Extrait du texte =
● ● ● ●

Elles sont aux prises avec un adversaire qu’une propagande savante a rendu fou de haine et qui ne pardonne pas. Car cette guerre est menée avec une férocité qu’on ne rencontre qu’entre frères ennemis. Un officier, le fils du chef de gare de Martzof, près de Taganrog, vient de trouver son père affreusement mutilé par les gardes rouges. Le crime de ce malheureux semble avoir été de porter sur soi le portrait de son fils en uniforme d’officier de l’armée de volontaires. Le fils a tué les prisonniers qu’il venait de faire, et depuis ce jour, — des deux côtés, — on n’en fait plus : on achève par miséricorde les camarades blessés qu’on doit laisser sur le champ de bataille.

Incorporé dans une compagnie d’officiers du régiment de Kornilof, je dors avec eux dans une grande chambrée, entre mon vieil ami, le khorounji Gevlitz, et un capitaine de cavalerie.

● ● ● ●

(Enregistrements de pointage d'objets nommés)
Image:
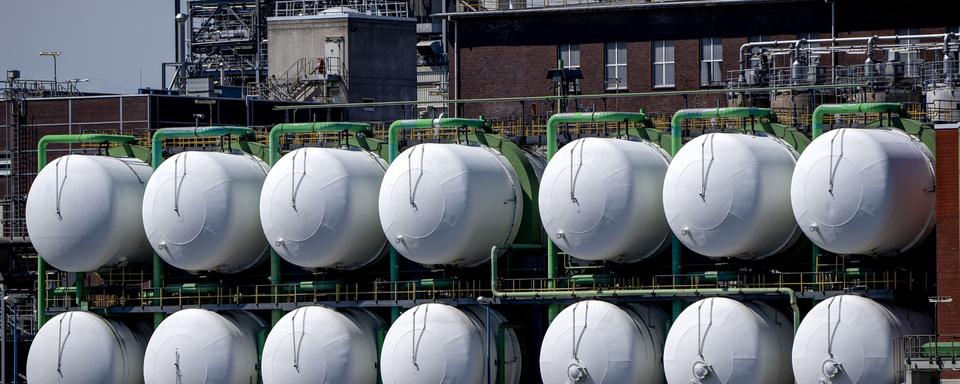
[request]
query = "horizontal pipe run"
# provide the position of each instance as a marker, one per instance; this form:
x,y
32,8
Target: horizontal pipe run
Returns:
x,y
620,293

● ● ● ●

Tâches et exercices =
**a)** Dans l'extrait du texte, près de quelle ville se trouve Martzof ?
**b)** Dans les enregistrements de pointage, remplacez « horizontal pipe run » par « vertical pipe run » sans rien modifier d'autre, puis reproduisez-les sans les images, s'il vous plaît.

Corrigés détaillés =
**a)** Près de Taganrog.

**b)**
Image:
[request]
query = "vertical pipe run"
# provide the position of each instance as a marker, one per instance; this form:
x,y
32,8
Target: vertical pipe run
Returns:
x,y
620,293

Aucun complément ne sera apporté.